ÜBUNGSAUFGABE A. Prüfe anhand des Forumsthreads zum LAN-Dateitransfer, ob die folgenden Aussagen zutreffen: (i) Ardaric wünscht sich ein Programm, das sich ohne Installation ausführen lässt. (ii) Das gesuchte Programm soll unter Linux laufen. (iii) AndreG kennt ein Programm, das ohne Installation auskommt. Beantworte jede Aussage mit Ja oder Nein und zitiere die entscheidenden Worte des Threads wörtlich.

TEXTAUSZUG.
# LAN Dateitransfer-Programm



## Ardaric (19. Februar 2006)

Hallo,

ich mache öfter mit meinen Kumpels eine LAN. Wenn ich dann eine Datei ziehe und aus irgendeinem Grund die Verbindung unterbricht, muss ich, egal wie weit ich gekommen bin, die ganze Datei noch einmal ziehen! Und das ätzt, bei großen Dateien oder bei vielen kleinen in vielen Unterordnern, ziemlich an!

Gibt es nicht ein Programm, das sich den Fortschritt merkt? Wie etwa ICQ beim Dateitransfer? Ich bin für jeden Vorschlag dankbar, aber am besten sollte es:
- Ohne Installation ausführbar sein
- Die von Windows freigegebenen Ordner benutzen. (Also nicht so, dass man das alles noch einmal in Programm freigeben muss).
- Sich den Forschritt merken und nach Verbindungsunterbrechung dort weitermachen.
- Unter WinXP funktionieren

Ich danke für eure Tipps!


----------



## AndreG (24. Februar 2006)

Hi,

Also ohne Installation ist mir da nichts bekannt.

Auszüge aus Daten zur Ortsmarkierung
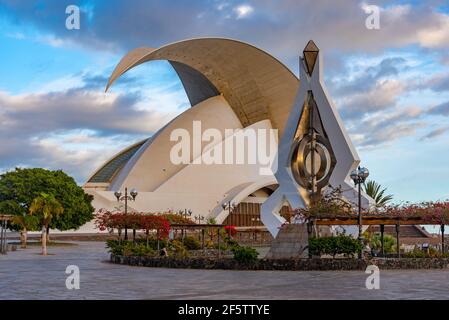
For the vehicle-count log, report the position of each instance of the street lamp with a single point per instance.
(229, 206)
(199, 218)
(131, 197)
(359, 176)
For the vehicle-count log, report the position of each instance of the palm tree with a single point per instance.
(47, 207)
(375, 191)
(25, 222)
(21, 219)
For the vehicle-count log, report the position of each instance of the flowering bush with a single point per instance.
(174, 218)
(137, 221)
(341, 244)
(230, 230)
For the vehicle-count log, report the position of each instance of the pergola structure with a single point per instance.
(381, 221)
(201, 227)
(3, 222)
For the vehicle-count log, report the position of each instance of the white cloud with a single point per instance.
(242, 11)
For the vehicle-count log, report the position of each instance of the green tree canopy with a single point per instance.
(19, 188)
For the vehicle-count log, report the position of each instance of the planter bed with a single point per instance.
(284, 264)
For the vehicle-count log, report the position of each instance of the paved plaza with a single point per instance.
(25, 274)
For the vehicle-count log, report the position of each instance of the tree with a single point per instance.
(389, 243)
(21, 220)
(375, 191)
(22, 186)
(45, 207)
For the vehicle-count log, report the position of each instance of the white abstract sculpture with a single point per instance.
* * *
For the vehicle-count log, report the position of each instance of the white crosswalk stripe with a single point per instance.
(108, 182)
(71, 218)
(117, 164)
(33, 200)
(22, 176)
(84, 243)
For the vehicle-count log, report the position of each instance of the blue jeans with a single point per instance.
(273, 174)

ÜBUNGSAUFGABE B. Überführe die Zeilen der Einträge von der Zeile mit „bush with a single point per instance.“ bis zur Zeile mit „sculpture with a single point per instance.“, beide eingeschlossen, in eine Markdown-Tabelle mit den Spalten „Nummer“ und „Eintragszeile“. Leere Zeilen lässt du weg.

LÖSUNG A.
(i) Ja: „Ohne Installation ausführbar sein“
(ii) Nein: „Unter WinXP funktionieren“
(iii) Nein: „Also ohne Installation ist mir da nichts bekannt.“

LÖSUNG B.
| Nummer | Eintragszeile |
|---|---|
| 1 | For the vehicle-count log, report the position of each instance of the flowering bush with a single point per instance. |
| 2 | (174, 218) |
| 3 | (137, 221) |
| 4 | (341, 244) |
| 5 | (230, 230) |
| 6 | For the vehicle-count log, report the position of each instance of the pergola structure with a single point per instance. |
| 7 | (381, 221) |
| 8 | (201, 227) |
| 9 | (3, 222) |
| 10 | For the vehicle-count log, report the position of each instance of the white cloud with a single point per instance. |
| 11 | (242, 11) |
| 12 | For the vehicle-count log, report the position of each instance of the green tree canopy with a single point per instance. |
| 13 | (19, 188) |
| 14 | For the vehicle-count log, report the position of each instance of the planter bed with a single point per instance. |
| 15 | (284, 264) |
| 16 | For the vehicle-count log, report the position of each instance of the paved plaza with a single point per instance. |
| 17 | (25, 274) |
| 18 | For the vehicle-count log, report the position of each instance of the tree with a single point per instance. |
| 19 | (389, 243) |
| 20 | (21, 220) |
| 21 | (375, 191) |
| 22 | (22, 186) |
| 23 | (45, 207) |
| 24 | For the vehicle-count log, report the position of each instance of the white abstract sculpture with a single point per instance. |